Given records>

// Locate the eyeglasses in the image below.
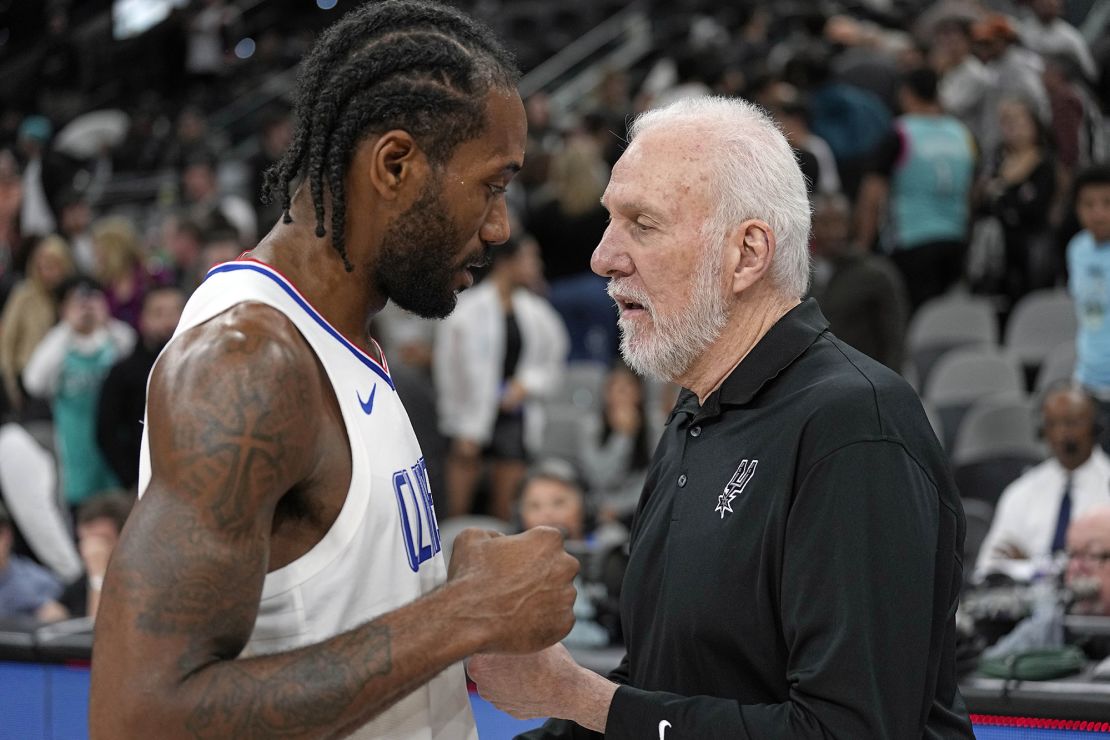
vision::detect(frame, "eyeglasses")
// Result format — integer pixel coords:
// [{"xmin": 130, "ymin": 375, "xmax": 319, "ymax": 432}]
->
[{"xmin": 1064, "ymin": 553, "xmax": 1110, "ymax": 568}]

==

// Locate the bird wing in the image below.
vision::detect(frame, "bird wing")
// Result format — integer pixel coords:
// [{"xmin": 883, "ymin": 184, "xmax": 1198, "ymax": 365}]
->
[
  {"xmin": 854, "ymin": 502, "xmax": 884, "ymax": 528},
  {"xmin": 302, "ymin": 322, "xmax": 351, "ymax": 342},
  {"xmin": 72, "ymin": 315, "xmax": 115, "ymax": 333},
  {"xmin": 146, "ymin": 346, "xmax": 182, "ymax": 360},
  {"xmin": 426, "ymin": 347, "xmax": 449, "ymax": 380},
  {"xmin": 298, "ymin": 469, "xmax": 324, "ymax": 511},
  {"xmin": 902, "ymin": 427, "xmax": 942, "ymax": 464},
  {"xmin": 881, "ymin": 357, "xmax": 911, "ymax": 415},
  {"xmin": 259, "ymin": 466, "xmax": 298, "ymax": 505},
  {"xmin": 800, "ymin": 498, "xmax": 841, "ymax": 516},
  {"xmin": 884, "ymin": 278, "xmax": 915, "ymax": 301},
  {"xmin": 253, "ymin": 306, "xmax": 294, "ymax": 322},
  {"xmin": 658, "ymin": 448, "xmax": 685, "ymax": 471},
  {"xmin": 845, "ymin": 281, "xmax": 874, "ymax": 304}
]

* * *

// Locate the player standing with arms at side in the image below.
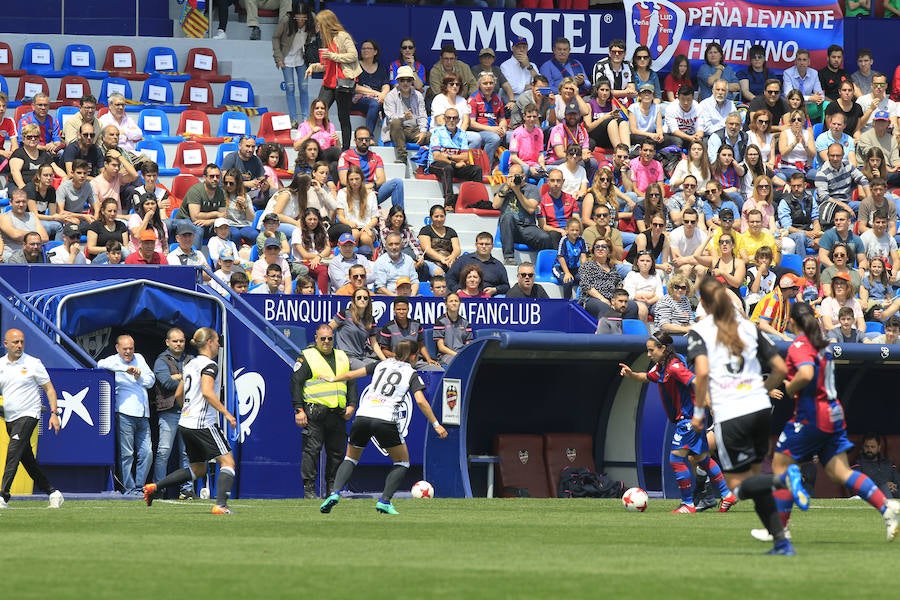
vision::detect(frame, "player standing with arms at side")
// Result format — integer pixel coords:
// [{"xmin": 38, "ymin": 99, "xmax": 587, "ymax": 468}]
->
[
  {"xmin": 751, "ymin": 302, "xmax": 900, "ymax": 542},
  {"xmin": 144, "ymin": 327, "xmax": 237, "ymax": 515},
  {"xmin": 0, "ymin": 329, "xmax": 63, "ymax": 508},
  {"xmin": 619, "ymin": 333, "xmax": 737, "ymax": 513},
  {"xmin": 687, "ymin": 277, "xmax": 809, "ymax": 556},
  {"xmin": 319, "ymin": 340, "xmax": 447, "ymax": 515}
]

Problem requirements> Find every line in the records above that contains the string "vision", and copy each of those lines. Case counts: a line qualifies only if it has the string in that exact capitalization.

Exercise solution>
vision::detect(frame, "eyeglasses")
vision::detect(frame, "bird wing")
vision::detect(frame, "player standing with arms at side")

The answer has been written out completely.